(Point-per-instance localization data)

[Start of section]

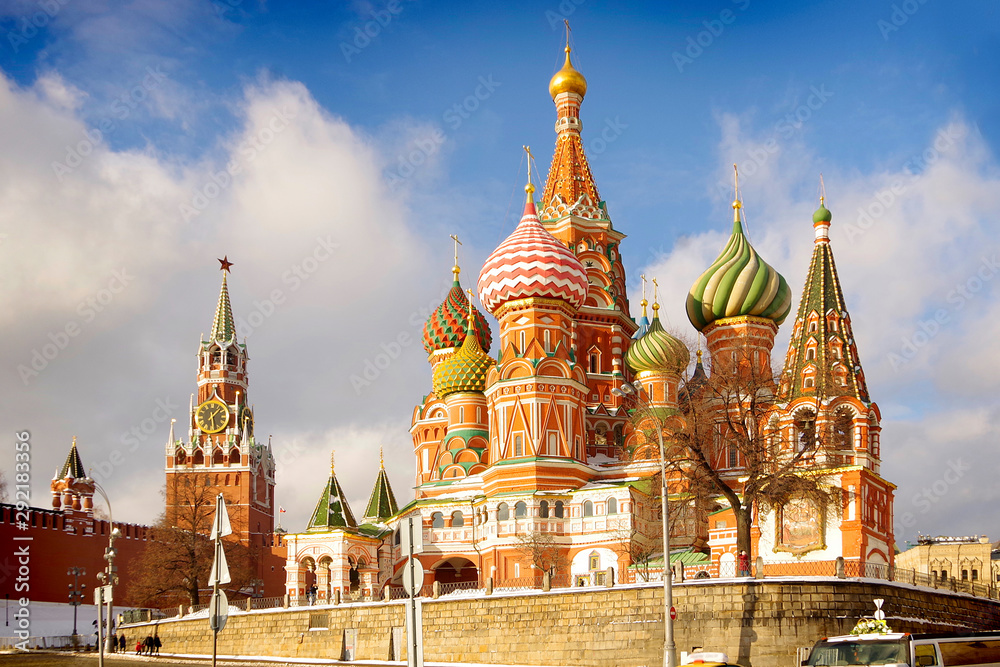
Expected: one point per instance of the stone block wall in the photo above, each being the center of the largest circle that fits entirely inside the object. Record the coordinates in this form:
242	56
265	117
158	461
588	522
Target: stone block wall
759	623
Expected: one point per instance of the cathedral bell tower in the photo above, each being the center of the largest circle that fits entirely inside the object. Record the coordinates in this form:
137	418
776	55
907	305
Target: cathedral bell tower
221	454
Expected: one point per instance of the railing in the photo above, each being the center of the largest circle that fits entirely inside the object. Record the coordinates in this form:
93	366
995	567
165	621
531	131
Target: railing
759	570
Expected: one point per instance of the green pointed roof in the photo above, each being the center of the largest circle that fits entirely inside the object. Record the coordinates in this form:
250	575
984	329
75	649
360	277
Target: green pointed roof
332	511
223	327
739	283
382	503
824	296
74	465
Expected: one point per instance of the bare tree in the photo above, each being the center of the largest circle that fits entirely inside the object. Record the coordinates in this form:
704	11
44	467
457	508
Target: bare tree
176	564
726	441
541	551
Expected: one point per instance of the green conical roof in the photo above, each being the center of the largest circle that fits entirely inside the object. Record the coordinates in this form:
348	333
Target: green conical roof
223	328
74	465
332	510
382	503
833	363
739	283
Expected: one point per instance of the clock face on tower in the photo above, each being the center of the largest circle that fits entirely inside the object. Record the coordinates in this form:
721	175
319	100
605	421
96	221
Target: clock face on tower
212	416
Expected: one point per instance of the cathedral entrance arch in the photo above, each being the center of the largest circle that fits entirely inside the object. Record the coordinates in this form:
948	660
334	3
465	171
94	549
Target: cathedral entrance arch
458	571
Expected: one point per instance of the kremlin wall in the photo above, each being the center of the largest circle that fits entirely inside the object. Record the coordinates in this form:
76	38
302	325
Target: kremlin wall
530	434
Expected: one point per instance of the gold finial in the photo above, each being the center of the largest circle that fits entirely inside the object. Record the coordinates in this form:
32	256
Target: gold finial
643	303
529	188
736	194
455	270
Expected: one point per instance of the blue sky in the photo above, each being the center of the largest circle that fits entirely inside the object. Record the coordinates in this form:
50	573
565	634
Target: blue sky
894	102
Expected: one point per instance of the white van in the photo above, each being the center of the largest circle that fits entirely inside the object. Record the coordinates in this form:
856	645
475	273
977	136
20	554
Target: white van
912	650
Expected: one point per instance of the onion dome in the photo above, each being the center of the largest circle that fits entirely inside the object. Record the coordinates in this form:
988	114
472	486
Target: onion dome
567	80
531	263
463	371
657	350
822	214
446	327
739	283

[End of section]
[Start of section]

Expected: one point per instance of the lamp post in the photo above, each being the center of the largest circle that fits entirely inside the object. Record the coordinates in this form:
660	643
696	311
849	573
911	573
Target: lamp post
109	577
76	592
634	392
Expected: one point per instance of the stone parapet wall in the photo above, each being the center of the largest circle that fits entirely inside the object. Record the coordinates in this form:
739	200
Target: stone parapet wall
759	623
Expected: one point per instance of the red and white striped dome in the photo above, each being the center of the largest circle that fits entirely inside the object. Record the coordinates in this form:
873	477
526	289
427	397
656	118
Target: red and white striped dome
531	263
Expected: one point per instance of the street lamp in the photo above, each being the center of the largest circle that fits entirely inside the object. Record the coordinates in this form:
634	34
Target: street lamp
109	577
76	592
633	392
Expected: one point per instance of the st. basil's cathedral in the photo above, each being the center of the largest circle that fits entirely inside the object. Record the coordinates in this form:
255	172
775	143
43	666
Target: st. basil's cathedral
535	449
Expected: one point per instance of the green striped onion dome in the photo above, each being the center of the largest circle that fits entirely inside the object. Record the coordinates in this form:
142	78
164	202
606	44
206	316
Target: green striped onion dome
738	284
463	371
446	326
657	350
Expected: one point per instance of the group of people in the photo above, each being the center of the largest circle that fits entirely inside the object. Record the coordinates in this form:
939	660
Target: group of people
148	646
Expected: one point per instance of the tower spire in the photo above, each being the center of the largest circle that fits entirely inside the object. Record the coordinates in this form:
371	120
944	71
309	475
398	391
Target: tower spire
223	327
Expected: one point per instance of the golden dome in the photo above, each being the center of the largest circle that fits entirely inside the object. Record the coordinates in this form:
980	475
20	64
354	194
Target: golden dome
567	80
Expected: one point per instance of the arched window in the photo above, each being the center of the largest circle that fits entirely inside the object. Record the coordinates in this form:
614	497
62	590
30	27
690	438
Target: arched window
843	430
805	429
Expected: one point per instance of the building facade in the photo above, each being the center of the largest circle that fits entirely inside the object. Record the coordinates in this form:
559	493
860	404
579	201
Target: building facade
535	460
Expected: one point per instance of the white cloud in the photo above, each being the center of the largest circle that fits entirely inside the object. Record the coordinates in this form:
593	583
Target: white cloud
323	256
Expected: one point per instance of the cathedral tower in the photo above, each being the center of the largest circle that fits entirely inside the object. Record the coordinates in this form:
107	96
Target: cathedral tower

[End of section]

◆ **PROMPT**:
Taking the records above, retype every line from the one with "Target: green striped onion dome" down to the one with "Target: cathedral tower", exactly and with nothing else.

◆ **TASK RESPONSE**:
Target: green striped onion dome
738	284
463	371
446	326
657	350
Expected: one point per instance of the group of people in the photo above, each being the center of the largest circle that fits entirely inside the object. Record the coordinates in this form:
939	660
Target: group of people
148	646
Expected: one point per instance of the tower spire in the photo above, each being the center of the largest circle that fits entirely inside the object. Record the coordinates in this form:
371	120
944	71
309	475
398	391
Target: tower spire
223	327
Expected: one point per instance of the golden dome in the photo above, each being the center of the largest circle that fits entirely inside the object. Record the coordinates in this form:
980	475
20	64
354	194
Target: golden dome
567	80
Expected: one point per instance of the arched window in the photo above, each being the center of the largest circle that fits entirely inside the object. Record the coordinates in this form:
614	497
62	590
30	27
690	438
Target: arched window
843	430
805	429
Expected: one point per instance of the building facade in the photo above, each being the center of the largest circle that fits entirely inside the object. Record the coordinates in this form:
559	493
860	404
579	201
Target: building facade
535	460
Expected: one point per instance of the white cloud in the photo above, each being the center of the largest circle that fits entirely inside the object. Record the coordinates in this form:
593	583
Target: white cloud
323	256
Expected: one point per instance of the cathedral tower in the photo above, each being the center of the largest circle that fits entirely inside the object. Record the coordinates in this form:
107	96
Target: cathedral tower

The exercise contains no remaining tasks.